It’s the perennial question that parents all across the country pose when they get together with their offspring at the end of the day.

But as familiar as the scene at Ross-Devers’s home is, it’s not your ordinary parent-and-child after-school chat.

Her house is filled with students from the nearby King Estates Junior High School in Oakland, Calif., who arrive after school to study, be tutored, play, eat a nutritious snack, and bask in the care of Ross-Devers.

“This is the routine my kids went through,’' says the mother of three adult children. “I felt that I could help some of the kids.’'

The gathering is part of Kids’ House--a program that places junior high students in a neighbor’s home three hours a day, three days a week.

The concept is simple, deceptively so, says Elliott Medrich, a board member of the Marcus A. Foster Educational Institute, a nonprofit organization that promotes improvement in the Oakland public schools through community partnerships.

No new infrastructure has to be put in place. Rather, the program is built on the dynamics of combining caring adults, young-adult role models, the school, parents or guardians, and the adolescent.

“It’s got exactly the right mix of school, parent, community,’' says Medrich, a sociologist at the University of California at Berkeley and a former assistant to Foster, the Oakland school superintendent who was assassinated by a militant group in 1973.

“We think Kids’ House has the potential to build back the sense of communities taking care of kids,’' adds Ada C. Cole, the institute’s executive director.

Although the idea for Kids’ House did not originate in Oakland, that is where it has flourished.

The first house opened in October 1992. Last month, the two latest Kids’ Houses opened, bringing the total for the time being to six.

By next year, the institute hopes to have Kids’ Houses operating in conjunction with all of the district’s 17 junior high and middle schools.

The one big obstacle the program faces is getting adults to open their homes. “It’s hard to get people to make the commitment,’' says Brenda Lynch, the program’s director.

Mixing Haves and Have-Nots

About 10 junior high school students go to neighbors’ houses from 4 to 7 P.M. Helping out the home provider are high school or college students who tutor the younger boys and girls.

The program is organized enough to give the youths a sense of structure yet flexible enough to allow the home provider to adapt it to his or her and the youngsters’ styles.

For example, Kids’ House must operate on three consecutive school days, but the provider chooses which ones.

Kids’ House caters to a mix of students. Many, though, live with their grandparents or relatives other than their parents.

Some of the children are from poor families; others are from working-class families. Some need help with their schoolwork; others do well academically but may need to work on social skills. Most need somewhere to go for adult supervision after school.

“The idea is to bring everyone together,’' says DeeDee Logan, a provider who also works at King Estates Junior High as a community liaison. “Those who have can assist those who don’t have.’'

The program costs $10,000 to $12,000 per house, depending on the number of tutors needed and the hours they work. Home providers receive a $400 monthly stipend, and tutors earn $7 an hour.

Kids’ House will also pick up the cost of any supplemental homeowners’ insurance necessary.

Funding currently comes from a small cadre of foundations and businesses, but Cole hopes to persuade neighborhood dry cleaners, drugstores, convenience markets, and other local concerns to support their local Kids’ House.

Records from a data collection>
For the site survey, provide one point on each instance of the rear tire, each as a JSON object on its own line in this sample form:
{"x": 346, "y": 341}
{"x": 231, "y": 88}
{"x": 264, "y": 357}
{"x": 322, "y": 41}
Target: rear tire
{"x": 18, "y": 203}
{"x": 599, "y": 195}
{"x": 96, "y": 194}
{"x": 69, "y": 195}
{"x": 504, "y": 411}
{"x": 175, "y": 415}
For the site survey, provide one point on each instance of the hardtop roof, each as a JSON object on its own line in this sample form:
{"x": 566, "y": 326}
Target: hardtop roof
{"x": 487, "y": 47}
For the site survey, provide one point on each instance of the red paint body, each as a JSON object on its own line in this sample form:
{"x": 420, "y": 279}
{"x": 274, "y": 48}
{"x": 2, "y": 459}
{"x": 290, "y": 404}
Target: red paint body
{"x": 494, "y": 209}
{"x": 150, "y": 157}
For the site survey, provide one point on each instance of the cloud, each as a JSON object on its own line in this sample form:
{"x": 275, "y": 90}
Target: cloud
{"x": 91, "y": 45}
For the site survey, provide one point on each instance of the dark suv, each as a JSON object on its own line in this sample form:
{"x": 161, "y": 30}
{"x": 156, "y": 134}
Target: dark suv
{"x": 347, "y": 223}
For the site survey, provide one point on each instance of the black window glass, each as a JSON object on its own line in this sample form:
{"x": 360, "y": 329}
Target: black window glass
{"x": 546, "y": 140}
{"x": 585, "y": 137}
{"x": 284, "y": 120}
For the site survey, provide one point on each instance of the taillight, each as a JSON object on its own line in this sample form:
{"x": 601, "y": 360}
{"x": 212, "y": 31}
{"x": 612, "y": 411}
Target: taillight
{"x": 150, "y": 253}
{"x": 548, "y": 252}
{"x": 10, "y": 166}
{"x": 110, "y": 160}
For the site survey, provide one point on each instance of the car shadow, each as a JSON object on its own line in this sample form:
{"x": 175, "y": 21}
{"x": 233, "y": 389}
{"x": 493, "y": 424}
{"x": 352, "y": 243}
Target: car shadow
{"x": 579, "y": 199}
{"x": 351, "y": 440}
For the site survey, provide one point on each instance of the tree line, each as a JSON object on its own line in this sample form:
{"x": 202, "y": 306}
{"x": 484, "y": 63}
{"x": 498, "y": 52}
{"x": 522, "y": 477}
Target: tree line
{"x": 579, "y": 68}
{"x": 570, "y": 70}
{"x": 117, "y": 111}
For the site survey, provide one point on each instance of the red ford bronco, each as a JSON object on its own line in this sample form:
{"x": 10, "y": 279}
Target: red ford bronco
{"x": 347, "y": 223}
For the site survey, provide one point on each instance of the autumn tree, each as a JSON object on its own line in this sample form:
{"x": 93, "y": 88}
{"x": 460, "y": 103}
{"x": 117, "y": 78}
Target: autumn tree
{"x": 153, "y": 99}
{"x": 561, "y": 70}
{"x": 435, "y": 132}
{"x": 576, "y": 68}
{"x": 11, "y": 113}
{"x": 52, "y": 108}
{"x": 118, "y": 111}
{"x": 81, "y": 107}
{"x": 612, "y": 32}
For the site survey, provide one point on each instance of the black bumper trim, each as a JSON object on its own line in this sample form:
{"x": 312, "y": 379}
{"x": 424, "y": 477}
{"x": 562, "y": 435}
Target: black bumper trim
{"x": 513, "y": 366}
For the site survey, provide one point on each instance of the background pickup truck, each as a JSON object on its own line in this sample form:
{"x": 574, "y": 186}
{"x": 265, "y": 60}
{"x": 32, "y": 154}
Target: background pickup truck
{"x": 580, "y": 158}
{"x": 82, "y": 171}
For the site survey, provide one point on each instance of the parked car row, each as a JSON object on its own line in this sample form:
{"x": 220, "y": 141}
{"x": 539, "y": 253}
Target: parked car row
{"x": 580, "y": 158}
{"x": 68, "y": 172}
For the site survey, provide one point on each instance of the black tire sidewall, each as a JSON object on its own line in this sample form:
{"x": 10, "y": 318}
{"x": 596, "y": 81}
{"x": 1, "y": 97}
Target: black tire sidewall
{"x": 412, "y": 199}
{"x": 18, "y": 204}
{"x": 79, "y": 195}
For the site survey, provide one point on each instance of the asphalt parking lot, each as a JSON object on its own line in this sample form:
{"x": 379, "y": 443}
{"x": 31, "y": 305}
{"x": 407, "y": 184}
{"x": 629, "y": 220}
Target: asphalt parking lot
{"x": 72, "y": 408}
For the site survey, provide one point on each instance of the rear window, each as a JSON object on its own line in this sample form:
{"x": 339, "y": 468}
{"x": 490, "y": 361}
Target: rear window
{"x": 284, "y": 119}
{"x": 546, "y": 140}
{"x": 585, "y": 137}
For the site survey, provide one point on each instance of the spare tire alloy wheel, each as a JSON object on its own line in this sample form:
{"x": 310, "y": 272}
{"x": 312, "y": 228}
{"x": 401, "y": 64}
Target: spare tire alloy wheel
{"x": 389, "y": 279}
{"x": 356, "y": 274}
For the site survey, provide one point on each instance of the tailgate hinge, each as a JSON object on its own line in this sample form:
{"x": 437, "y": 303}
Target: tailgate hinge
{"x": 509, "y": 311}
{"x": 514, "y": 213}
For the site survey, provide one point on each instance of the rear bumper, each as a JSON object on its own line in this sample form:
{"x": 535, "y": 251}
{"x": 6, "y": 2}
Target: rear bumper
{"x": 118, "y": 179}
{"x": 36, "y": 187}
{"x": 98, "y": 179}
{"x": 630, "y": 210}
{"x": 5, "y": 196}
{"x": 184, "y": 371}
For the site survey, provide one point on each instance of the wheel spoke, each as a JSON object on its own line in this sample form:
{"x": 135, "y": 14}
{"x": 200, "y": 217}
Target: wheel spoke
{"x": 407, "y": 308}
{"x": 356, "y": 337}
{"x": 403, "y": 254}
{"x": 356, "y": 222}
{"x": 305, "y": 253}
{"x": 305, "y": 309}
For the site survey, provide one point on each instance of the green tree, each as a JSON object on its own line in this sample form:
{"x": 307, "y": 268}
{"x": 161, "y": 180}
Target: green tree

Work to be completed> Copy word for word the part of the Kids' House text from "The program costs" down to "earn $7 an hour.".

Exercise response>
The program costs $10,000 to $12,000 per house, depending on the number of tutors needed and the hours they work. Home providers receive a $400 monthly stipend, and tutors earn $7 an hour.